▶ [书面练习 1]: 下方这段重试消息存储代码中,以下三个说法是否与其相符?请逐条回答"是"或"否",并原样引用起决定作用的原文。(a) 新消息的重试次数是在原消息的重试次数上加 1。(b) 同一个消费者的重试消息各自使用不同的 topic。(c) putMessageResult 为 null 时,返回的 remark 是 "putMessageResult is null"。

▶ [文档摘录]:
MessageExtBrokerInner msgInner = new MessageExtBrokerInner();
// 新的topic:"%RETRY%"+{group},也就是说一个消费者用的重试消息,全部用同一个topic
msgInner.setTopic(newTopic);
// 消息体
msgInner.setBody(msgExt.getBody());
// 标志
msgInner.setFlag(msgExt.getFlag());
// 属性设置
MessageAccessor.setProperties(msgInner, msgExt.getProperties());
msgInner.setPropertiesString(MessageDecoder.messageProperties2String(msgExt.getProperties()));
msgInner.setTagsCode(MessageExtBrokerInner.tagsString2tagsCode(null, msgExt.getTags()));
// 队列id,其他字段设置的意思自行翻阅前面章节
msgInner.setQueueId(queueIdInt);
msgInner.setSysFlag(msgExt.getSysFlag());
msgInner.setBornTimestamp(msgExt.getBornTimestamp());
msgInner.setBornHost(msgExt.getBornHost());
msgInner.setStoreHost(this.getStoreHost());
msgInner.setReconsumeTimes(msgExt.getReconsumeTimes() + 1);
// 原始消息id
String originMsgId = MessageAccessor.getOriginMessageId(msgExt);
MessageAccessor.setOriginMessageId(msgInner, UtilAll.isBlank(originMsgId) ? msgExt.getMsgId() : originMsgId);
// 开始存储消息,这个方法在`章节11.1`中有讲过,有兴趣的可以回头翻翻,但是针对重试消息,putMessage方法内部有区别处理,接下来我们专门针对这块区别讲解,直接看Commitlog.putMessage方法
PutMessageResult putMessageResult = this.brokerController.getMessageStore().putMessage(msgInner);
if (putMessageResult != null) {
switch (putMessageResult.getPutMessageStatus()) {
case PUT_OK: // 存放ok
String backTopic = msgExt.getTopic();
// 原始消息的topic
String correctTopic = msgExt.getProperty(MessageConst.PROPERTY_RETRY_TOPIC);
if (correctTopic != null) {
backTopic = correctTopic;
}
// 记录该消费者组下原始消息的topic重推消息的总次数
this.brokerController.getBrokerStatsManager().incSendBackNums(requestHeader.getGroup(), backTopic);
// 返回成功的结果
response.setCode(ResponseCode.SUCCESS);
response.setRemark(null);
return response;
default:
break;
}
response.setCode(ResponseCode.SYSTEM_ERROR);
response.setRemark(putMessageResult.getPutMessageStatus().name());
return response;
}
response.setCode(ResponseCode.SYSTEM_ERROR);
response.setRemark("putMessageResult is null");
return response;
}
Commitlog.putMessage
public PutMessageResult putMessage(final MessageExtBrokerInner msg) {
// 省略无关代码
String topic = msg.getTopic();
int queueId = msg.getQueueId();
final int tranType = MessageSysFlag.getTransactionValue(msg.getSysFlag());
if (tranType == MessageSysFlag.TRANSACTION_NOT_TYPE
|| tranType == MessageSysFlag.TRANSACTION_COMMIT_TYPE) {
// > 0,表示是延迟消息(重试)

▶ [待处理材料]:
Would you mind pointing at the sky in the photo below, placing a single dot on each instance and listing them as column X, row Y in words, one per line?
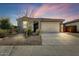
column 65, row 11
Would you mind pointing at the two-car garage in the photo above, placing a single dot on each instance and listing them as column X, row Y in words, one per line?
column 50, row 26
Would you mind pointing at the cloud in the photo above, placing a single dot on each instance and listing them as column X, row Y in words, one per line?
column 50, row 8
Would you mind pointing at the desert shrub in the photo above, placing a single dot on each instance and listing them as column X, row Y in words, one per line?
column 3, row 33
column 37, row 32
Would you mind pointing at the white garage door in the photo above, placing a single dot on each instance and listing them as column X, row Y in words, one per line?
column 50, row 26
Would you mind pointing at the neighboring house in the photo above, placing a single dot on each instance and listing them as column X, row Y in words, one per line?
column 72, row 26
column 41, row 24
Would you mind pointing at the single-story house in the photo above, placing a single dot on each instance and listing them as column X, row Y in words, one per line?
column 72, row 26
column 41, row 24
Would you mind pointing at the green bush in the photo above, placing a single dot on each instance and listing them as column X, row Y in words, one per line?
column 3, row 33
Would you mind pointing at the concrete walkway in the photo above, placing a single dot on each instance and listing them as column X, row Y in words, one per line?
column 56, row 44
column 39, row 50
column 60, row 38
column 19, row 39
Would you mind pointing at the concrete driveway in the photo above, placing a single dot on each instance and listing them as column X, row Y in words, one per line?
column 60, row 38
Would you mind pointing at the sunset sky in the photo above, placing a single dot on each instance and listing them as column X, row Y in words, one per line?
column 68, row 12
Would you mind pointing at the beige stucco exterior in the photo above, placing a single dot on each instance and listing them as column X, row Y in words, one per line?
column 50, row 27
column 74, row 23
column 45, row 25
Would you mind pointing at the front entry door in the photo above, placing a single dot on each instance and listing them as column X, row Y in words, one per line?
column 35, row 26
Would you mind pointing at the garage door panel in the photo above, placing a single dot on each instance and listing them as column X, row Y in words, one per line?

▶ [书面练习 2]: 能否把上方记录中从含有"Would you mind pointing at the front"的那一行起,直到记录末尾(首尾两行都算在内)的各行输出为一个 JSON 字符串列表,每行对应一个字符串,空行略去?

▶ [书面答案 1]:
(a) 是:"msgInner.setReconsumeTimes(msgExt.getReconsumeTimes() + 1);"
(b) 否:"也就是说一个消费者用的重试消息,全部用同一个topic"
(c) 是:"response.setRemark("putMessageResult is null");"

▶ [书面答案 2]:
[
  "Would you mind pointing at the front entry door in the photo above, placing a single dot on each instance and listing them as column X, row Y in words, one per line?",
  "column 35, row 26",
  "Would you mind pointing at the garage door panel in the photo above, placing a single dot on each instance and listing them as column X, row Y in words, one per line?"
]